Set exercise: Offset every coordinate in the answers by adding 105 to it, and write out the records from the start through the line with "[[84, 95], [244, 80], [294, 85]]", including that line and keeping each request unchanged.

Exercise inputs:
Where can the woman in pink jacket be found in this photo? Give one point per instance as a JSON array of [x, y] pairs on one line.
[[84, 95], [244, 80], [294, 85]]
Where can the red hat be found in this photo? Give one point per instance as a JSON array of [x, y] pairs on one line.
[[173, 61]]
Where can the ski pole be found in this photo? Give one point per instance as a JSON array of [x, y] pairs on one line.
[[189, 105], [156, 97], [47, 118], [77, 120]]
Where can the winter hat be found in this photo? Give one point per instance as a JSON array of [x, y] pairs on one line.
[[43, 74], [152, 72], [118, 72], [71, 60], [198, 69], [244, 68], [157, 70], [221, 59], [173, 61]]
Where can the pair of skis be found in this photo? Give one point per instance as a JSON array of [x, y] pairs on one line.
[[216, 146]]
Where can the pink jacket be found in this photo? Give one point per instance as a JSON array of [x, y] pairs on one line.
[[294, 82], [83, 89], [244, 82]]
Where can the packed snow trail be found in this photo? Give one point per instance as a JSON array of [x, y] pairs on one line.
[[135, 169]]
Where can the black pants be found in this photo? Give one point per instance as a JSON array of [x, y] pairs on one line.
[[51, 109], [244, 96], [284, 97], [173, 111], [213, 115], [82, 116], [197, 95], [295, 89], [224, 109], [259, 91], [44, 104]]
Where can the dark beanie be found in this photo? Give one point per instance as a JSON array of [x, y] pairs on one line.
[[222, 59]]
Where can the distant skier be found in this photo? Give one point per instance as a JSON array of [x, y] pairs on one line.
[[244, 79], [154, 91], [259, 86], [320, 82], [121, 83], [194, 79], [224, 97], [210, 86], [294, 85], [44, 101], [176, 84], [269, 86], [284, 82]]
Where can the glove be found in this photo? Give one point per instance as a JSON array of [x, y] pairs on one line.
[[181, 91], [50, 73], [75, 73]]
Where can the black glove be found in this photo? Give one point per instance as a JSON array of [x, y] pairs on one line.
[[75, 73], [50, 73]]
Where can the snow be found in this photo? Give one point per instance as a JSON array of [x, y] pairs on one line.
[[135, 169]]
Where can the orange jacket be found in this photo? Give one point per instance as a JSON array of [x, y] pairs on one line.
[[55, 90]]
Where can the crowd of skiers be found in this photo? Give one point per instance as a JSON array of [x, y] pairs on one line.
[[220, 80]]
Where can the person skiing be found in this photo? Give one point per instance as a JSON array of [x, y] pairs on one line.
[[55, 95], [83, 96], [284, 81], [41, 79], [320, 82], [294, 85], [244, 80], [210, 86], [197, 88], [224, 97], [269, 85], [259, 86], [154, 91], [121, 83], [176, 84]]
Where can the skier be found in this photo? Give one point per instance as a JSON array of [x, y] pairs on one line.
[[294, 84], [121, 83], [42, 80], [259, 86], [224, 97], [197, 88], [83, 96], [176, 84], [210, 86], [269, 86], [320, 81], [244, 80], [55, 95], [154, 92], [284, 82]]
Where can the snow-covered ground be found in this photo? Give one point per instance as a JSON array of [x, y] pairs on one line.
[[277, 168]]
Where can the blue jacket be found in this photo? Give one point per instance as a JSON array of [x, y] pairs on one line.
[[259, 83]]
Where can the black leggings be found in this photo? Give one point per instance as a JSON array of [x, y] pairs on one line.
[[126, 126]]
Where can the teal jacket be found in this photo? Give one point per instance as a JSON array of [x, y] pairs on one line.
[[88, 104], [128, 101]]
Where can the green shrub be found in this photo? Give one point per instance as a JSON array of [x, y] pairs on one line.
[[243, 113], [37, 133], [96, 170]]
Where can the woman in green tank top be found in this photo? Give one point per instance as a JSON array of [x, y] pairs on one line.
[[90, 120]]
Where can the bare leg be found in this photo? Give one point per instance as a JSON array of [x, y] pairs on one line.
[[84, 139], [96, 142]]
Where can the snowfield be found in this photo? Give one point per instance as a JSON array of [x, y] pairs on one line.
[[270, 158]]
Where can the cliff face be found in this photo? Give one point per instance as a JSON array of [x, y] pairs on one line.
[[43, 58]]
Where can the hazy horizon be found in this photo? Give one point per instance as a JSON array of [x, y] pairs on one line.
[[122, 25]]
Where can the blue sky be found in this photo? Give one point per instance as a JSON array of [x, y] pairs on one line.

Reply:
Where can the woman in pink jacket be found in this photo? Give one point per instance as a JSON array of [x, y] pairs on one line.
[[189, 200], [349, 185], [399, 190]]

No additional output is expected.